------ Data to examine ------
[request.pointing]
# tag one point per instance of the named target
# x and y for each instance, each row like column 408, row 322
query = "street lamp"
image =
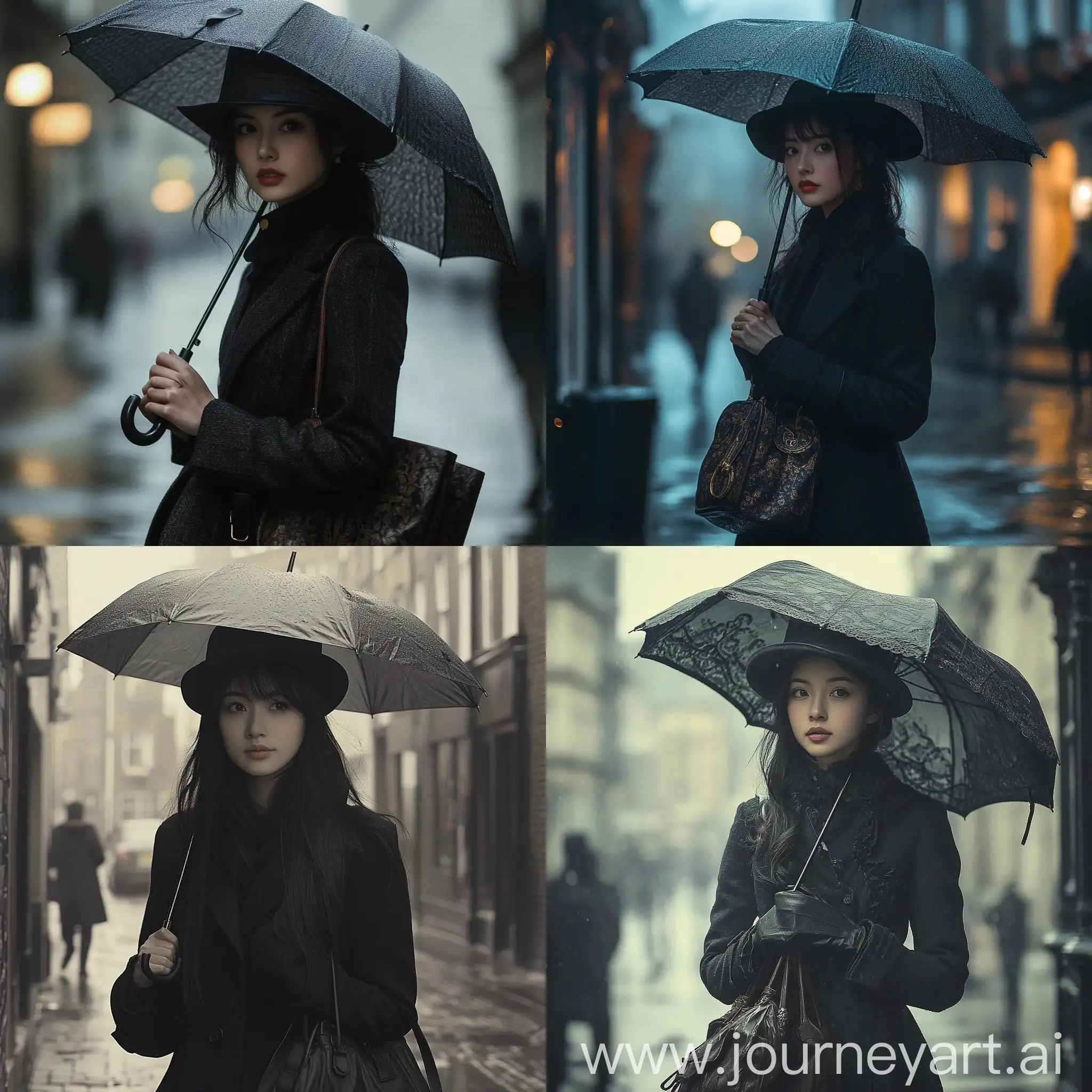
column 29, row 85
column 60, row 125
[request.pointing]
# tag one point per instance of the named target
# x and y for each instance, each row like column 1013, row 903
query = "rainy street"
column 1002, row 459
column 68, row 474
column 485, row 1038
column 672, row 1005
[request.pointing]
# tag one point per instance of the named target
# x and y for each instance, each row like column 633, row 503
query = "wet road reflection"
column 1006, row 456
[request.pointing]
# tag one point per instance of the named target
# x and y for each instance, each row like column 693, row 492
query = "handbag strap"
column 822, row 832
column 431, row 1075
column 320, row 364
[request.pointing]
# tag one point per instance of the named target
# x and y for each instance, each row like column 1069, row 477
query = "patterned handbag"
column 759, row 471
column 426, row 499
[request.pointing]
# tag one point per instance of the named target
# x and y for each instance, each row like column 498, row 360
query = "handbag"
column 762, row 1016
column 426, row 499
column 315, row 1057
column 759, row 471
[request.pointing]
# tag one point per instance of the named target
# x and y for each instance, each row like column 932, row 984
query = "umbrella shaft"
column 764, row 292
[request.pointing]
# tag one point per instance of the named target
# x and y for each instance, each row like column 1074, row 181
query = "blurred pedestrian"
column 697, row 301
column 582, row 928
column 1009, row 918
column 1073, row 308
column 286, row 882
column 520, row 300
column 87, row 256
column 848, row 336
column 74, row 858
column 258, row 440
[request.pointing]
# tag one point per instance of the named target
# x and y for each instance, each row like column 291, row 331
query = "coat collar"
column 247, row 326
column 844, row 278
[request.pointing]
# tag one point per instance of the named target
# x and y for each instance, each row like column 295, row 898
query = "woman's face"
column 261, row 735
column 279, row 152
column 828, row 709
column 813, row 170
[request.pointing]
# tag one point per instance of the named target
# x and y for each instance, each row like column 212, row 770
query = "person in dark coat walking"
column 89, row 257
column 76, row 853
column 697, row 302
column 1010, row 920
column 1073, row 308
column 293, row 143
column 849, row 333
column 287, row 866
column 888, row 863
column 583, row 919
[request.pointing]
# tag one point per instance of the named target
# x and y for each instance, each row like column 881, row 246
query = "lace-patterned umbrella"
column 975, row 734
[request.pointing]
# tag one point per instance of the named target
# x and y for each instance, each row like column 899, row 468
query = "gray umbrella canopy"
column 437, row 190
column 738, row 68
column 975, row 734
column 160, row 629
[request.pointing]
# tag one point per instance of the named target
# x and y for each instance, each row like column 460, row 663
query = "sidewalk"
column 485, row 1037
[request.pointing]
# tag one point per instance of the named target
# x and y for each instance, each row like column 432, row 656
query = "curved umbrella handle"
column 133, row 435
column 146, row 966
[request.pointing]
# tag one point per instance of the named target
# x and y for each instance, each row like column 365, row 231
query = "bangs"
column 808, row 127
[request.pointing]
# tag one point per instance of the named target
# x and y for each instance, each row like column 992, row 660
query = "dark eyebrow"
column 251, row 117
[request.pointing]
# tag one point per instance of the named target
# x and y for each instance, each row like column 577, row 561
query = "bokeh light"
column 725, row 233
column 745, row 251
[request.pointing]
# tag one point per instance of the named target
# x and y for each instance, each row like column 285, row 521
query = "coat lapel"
------
Restate the records above in full and word for word, but do not carry over any pictures.

[request.pointing]
# tag one point per instance of the named target
# x and y for each instance, each row like column 408, row 322
query = "street lamp"
image =
column 29, row 85
column 60, row 125
[request.pointing]
# tag one point per instance of the named target
# x and y for each instance, each row like column 1013, row 903
query = "rainy street"
column 1002, row 459
column 68, row 474
column 485, row 1038
column 672, row 1005
[request.pointing]
# tag one point per instance of the named target
# x and y for each instance, each row like column 633, row 503
query = "wet road reflection"
column 1006, row 456
[request.pointing]
# tag one point per instance of the named target
# x and y for each instance, each row like column 693, row 492
query = "handbag strap"
column 822, row 832
column 431, row 1075
column 320, row 364
[request.pointing]
# tag one point per instance of the named target
# x and y for each instance, each row like column 1069, row 477
query = "patterned handbag"
column 759, row 471
column 426, row 499
[request.pointing]
# tag one point per instance of the named target
# x and y for each instance, each row like column 498, row 360
query = "handbag"
column 762, row 1016
column 426, row 499
column 315, row 1057
column 759, row 471
[request.pointing]
# tag one point per instance of the named target
# x and y for each instance, each row like column 932, row 984
query = "umbrella shaft"
column 764, row 292
[request.pointing]
# tag one point per instance of the named target
# x and y for each instance, each row like column 1074, row 181
query = "blurred pedestrian"
column 697, row 301
column 582, row 928
column 1009, row 918
column 1073, row 308
column 286, row 882
column 520, row 300
column 87, row 256
column 848, row 336
column 74, row 858
column 258, row 440
[request.pointing]
# tag one point per instance of the named target
# x and y for each instance, each row like column 291, row 331
query = "coat collar"
column 247, row 326
column 844, row 278
[request.pointing]
# tag one point per instance of the named target
# x and y for each instance, each row like column 295, row 898
query = "woman's face"
column 261, row 735
column 279, row 152
column 828, row 709
column 813, row 170
[request.pointing]
# tag one point per instance of the named target
# x and y for each instance, each row like column 212, row 770
query = "person in dark coat walking"
column 89, row 257
column 76, row 853
column 697, row 302
column 1010, row 920
column 1073, row 308
column 293, row 143
column 849, row 333
column 287, row 866
column 888, row 863
column 583, row 919
[request.pointing]
# tag one point per instance of the named target
# x and y for each instance, each row like column 881, row 246
query = "lace-patterned umbrella"
column 975, row 734
[request.pointing]
# tag one point per instance of the named target
# x and y for each instance, each row like column 899, row 468
query = "gray umbrella canopy"
column 437, row 190
column 738, row 68
column 975, row 734
column 160, row 629
[request.pointing]
# tag one point per instance of the named target
# x and y for each instance, each row like column 460, row 663
query = "sidewalk"
column 485, row 1037
[request.pointing]
# tag one point per instance of the named target
# x and y for each instance, each row like column 432, row 656
query = "curved umbrella handle"
column 133, row 435
column 146, row 966
[request.pointing]
# tag one point per instance of the named target
# x and y for each instance, each row like column 365, row 231
query = "bangs"
column 808, row 127
[request.pointing]
# tag one point per instance of the named target
# x and y for each instance, each row like column 992, row 660
query = "dark eyebrow"
column 251, row 117
[request.pointing]
# tag one point per instance of the named target
# x and y for each instance, each row like column 577, row 561
query = "bokeh light"
column 725, row 233
column 745, row 251
[request.pointing]
# tag one point per instance of the named target
# x and y for each instance, each row like column 285, row 521
query = "coat lapel"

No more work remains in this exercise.